>>>>>
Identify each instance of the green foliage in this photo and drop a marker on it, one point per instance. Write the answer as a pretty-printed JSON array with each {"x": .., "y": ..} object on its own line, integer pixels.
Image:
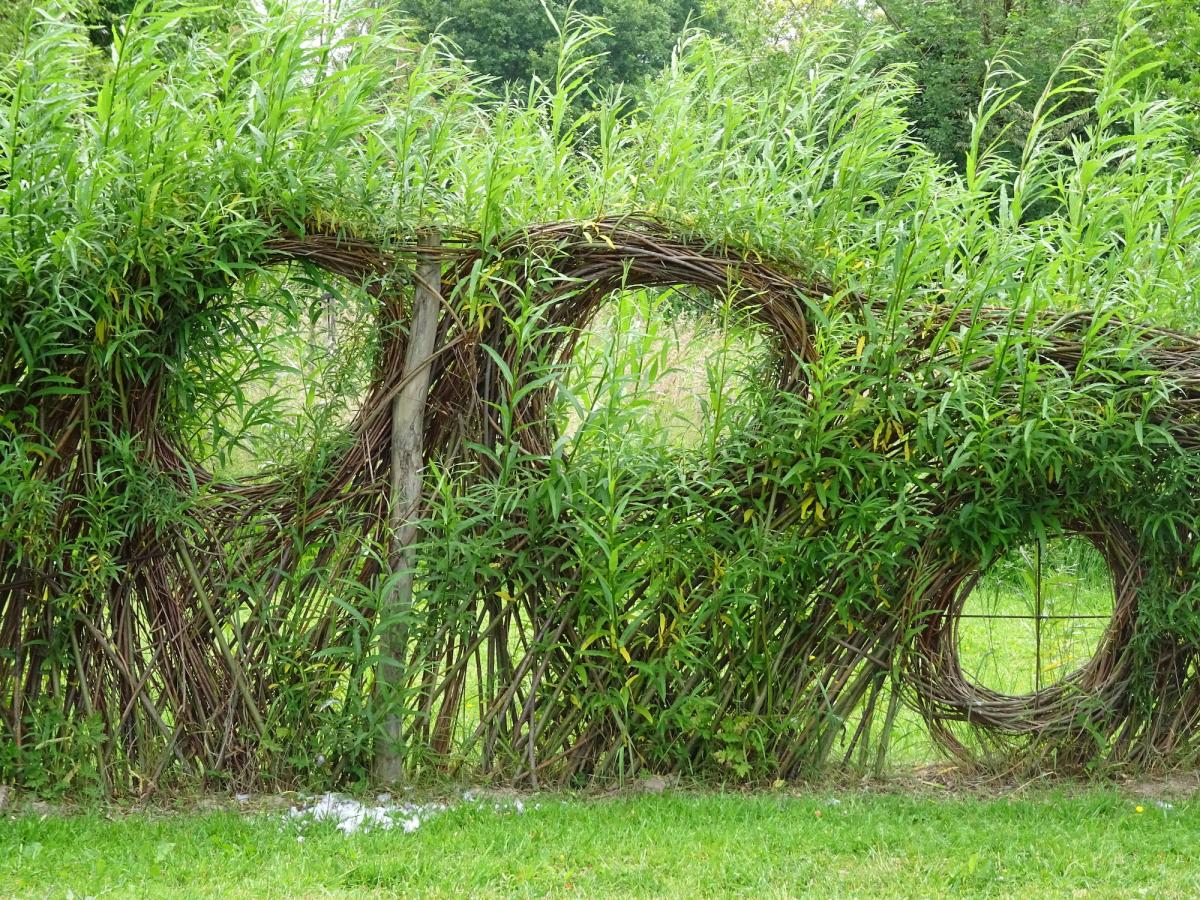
[
  {"x": 618, "y": 601},
  {"x": 948, "y": 46},
  {"x": 1175, "y": 27},
  {"x": 519, "y": 40}
]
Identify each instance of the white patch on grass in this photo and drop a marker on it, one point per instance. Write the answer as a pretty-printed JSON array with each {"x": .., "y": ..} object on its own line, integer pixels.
[{"x": 351, "y": 816}]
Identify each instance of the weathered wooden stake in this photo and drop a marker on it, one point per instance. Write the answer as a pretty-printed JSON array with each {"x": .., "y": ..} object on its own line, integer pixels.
[{"x": 407, "y": 463}]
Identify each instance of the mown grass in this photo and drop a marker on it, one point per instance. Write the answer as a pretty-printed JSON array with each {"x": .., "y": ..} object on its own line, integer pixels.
[{"x": 1061, "y": 843}]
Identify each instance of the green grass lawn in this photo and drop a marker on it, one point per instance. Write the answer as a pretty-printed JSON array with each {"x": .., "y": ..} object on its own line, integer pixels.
[{"x": 1065, "y": 843}]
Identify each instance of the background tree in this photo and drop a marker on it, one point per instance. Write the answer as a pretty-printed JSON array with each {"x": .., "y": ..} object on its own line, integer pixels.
[
  {"x": 1175, "y": 27},
  {"x": 947, "y": 46},
  {"x": 515, "y": 40}
]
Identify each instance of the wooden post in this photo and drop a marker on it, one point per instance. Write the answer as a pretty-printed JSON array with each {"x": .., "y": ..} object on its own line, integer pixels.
[{"x": 405, "y": 498}]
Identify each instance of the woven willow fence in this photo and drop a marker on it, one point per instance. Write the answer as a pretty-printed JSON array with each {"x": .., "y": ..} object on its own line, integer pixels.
[{"x": 804, "y": 593}]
<<<<<
▶ [Work instructions]: Update the listing above by replacing "drop a marker" with "place a marker" everywhere it appears, leaving all other text unchanged and omitting the pictures.

▶ [Complete output]:
Identify each instance of the green foliage in this photo and place a marker on it, one point per instance. Write the answer as a pretty-printed JSON array with each {"x": .., "y": ..} object on its own line, integer pixels.
Image:
[
  {"x": 618, "y": 601},
  {"x": 948, "y": 46},
  {"x": 1175, "y": 27},
  {"x": 519, "y": 40}
]
Identify each instance of the white patch on grass in this photo and place a marker on it, one point per instance. Write the answer as a pretty-printed JSON array with each {"x": .., "y": ..} object on its own line, integer pixels.
[{"x": 351, "y": 816}]
Identify each instance of the weathered wooden stake in this photo and place a marker on it, one point per instance. Write the answer as a pretty-printed JSON array with each {"x": .., "y": ..} object on its own line, integer pixels.
[{"x": 407, "y": 463}]
Identify each instance of the mown grass in this photo and place a marker on it, one point per instance. Write the answer as a pretty-printed JSON array with each {"x": .., "y": ..} object on its own line, integer pixels.
[{"x": 1061, "y": 843}]
Identify each instance of the green grass lawn in this photo and place a marker on it, one point per instance. Write the answer as a pretty-printed JSON array with each {"x": .., "y": ..} object on its own line, integer pixels.
[{"x": 1065, "y": 843}]
Identify each instance of the background tree in this photo and place a marker on it, one point per instance. Write the answer as a pretty-printed JSON array with each {"x": .., "y": ..} object on its own line, integer pixels.
[
  {"x": 1175, "y": 27},
  {"x": 947, "y": 46},
  {"x": 515, "y": 40}
]
Identify each instance of the wooden post in this photo and place a marker on it, one point per instance. Write the answer as a pretty-printed JSON array with each {"x": .., "y": ..} object on its own line, integer pixels.
[{"x": 405, "y": 498}]
Identify each instance of the woven willow fence in this photo and place a marker on it, one point per instance. Write the answer as a pretty-printed JSON array with each {"x": .., "y": ..} object on its own line, integer pixels.
[{"x": 804, "y": 593}]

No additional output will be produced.